Outwardly, Russia boasts of its high number of minority groups; Putin has pointed to Russia’s multiethnic makeup as being unique in the world. For the 2014 Sochi Winter Olympics, the country’s official posters showed a patchwork quilt that was to represent the country’s diversity, employing traditional patterns from lacework, woodwork and other crafts. Inwardly, however, Russia’s ethnic minorities have been treated like second-class citizens, looked down upon for speaking their own languages and for their non-Slavic appearance and habitually harassed on the street and on public transport.

Perhaps the most noteworthy example of Russia’s behavior as a colonizer can be seen in its wars with Muslim-majority Chechnya, the first from 1994 to 1996 and the second from 1999 to 2009. In the early 1990s, then-President Boris Yeltsin sought to overthrow the leadership of Dzokar Dudaev, who had dared to declare Chechnya’s independence in 1991 as the Soviet Union broke apart. After decimating much of Grozny, the Chechen capital, and tens of thousands of deaths, the Russian government called a ceasefire in 1996. The first Chechen war effectively marked the end of Russia’s liberal experiment.

Then, in 1999, after a series of apartment bombings were blamed on Chechens, Vladimir Putin, who was prime minister at the time, ordered troops into the republic, setting off the second war. It was off the back of this conflict that Putin rose to prominence. Both wars stand out for their brutality, and Russia has used the same playbook in Syria and Ukraine. It has instilled fear in the country’s ethnic minorities; the Russian government has shown what it is capable of and the lengths it will go to in its efforts to prevent regions from breaking away.

## Given information
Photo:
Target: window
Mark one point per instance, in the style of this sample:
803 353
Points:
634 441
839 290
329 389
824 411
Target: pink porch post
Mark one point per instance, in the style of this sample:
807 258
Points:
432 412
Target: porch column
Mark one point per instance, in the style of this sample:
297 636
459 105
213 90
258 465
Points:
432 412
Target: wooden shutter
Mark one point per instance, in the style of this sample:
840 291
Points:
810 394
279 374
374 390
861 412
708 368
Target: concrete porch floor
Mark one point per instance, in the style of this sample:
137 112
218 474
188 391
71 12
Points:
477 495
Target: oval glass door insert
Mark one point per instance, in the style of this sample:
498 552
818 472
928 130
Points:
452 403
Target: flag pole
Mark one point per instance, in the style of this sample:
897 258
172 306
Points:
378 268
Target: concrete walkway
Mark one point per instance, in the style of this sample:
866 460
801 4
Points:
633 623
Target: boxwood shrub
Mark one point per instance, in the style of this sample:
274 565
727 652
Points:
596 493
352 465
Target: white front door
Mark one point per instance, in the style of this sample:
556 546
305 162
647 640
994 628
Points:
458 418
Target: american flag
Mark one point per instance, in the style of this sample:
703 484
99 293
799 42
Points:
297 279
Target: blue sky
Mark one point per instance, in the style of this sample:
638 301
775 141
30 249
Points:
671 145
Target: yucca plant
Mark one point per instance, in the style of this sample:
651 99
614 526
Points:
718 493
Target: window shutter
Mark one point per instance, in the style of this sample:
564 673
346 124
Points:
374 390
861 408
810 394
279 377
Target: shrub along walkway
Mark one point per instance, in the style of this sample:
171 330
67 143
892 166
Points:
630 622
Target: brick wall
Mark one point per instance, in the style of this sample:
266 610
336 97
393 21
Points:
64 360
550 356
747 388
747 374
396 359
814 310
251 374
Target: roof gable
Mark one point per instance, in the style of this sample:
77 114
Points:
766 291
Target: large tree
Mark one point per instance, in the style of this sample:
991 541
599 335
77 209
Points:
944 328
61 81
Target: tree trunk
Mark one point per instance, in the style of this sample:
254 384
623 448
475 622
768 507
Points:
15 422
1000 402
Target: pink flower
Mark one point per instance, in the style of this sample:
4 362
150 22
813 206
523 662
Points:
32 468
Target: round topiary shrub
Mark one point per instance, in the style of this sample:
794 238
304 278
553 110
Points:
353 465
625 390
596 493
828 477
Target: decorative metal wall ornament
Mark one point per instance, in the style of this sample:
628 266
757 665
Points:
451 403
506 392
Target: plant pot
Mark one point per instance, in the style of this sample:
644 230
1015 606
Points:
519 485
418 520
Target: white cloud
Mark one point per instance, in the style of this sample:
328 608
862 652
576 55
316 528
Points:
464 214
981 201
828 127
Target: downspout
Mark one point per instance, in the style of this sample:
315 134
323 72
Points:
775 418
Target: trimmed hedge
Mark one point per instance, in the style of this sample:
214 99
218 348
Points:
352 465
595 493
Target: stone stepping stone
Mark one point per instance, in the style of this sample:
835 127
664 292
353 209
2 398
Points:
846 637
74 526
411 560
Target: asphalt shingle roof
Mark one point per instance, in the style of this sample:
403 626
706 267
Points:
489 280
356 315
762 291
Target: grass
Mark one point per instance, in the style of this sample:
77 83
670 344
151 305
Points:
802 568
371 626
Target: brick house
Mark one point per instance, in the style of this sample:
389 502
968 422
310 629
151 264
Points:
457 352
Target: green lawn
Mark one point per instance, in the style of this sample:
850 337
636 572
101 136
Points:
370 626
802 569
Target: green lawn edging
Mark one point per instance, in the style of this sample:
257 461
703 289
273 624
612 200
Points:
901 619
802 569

## Task set
- a) In the passage on Russia's ethnic minorities, what did the official posters for the 2014 Sochi Winter Olympics show?
- b) From the passage on Russia's ethnic minorities, extract the part that opens with the words containing "Then, in 1999, after" and closes with "from breaking away.".

## Expected results
- a) A patchwork quilt meant to represent the country's diversity.

- b)
Then, in 1999, after a series of apartment bombings were blamed on Chechens, Vladimir Putin, who was prime minister at the time, ordered troops into the republic, setting off the second war. It was off the back of this conflict that Putin rose to prominence. Both wars stand out for their brutality, and Russia has used the same playbook in Syria and Ukraine. It has instilled fear in the country’s ethnic minorities; the Russian government has shown what it is capable of and the lengths it will go to in its efforts to prevent regions from breaking away.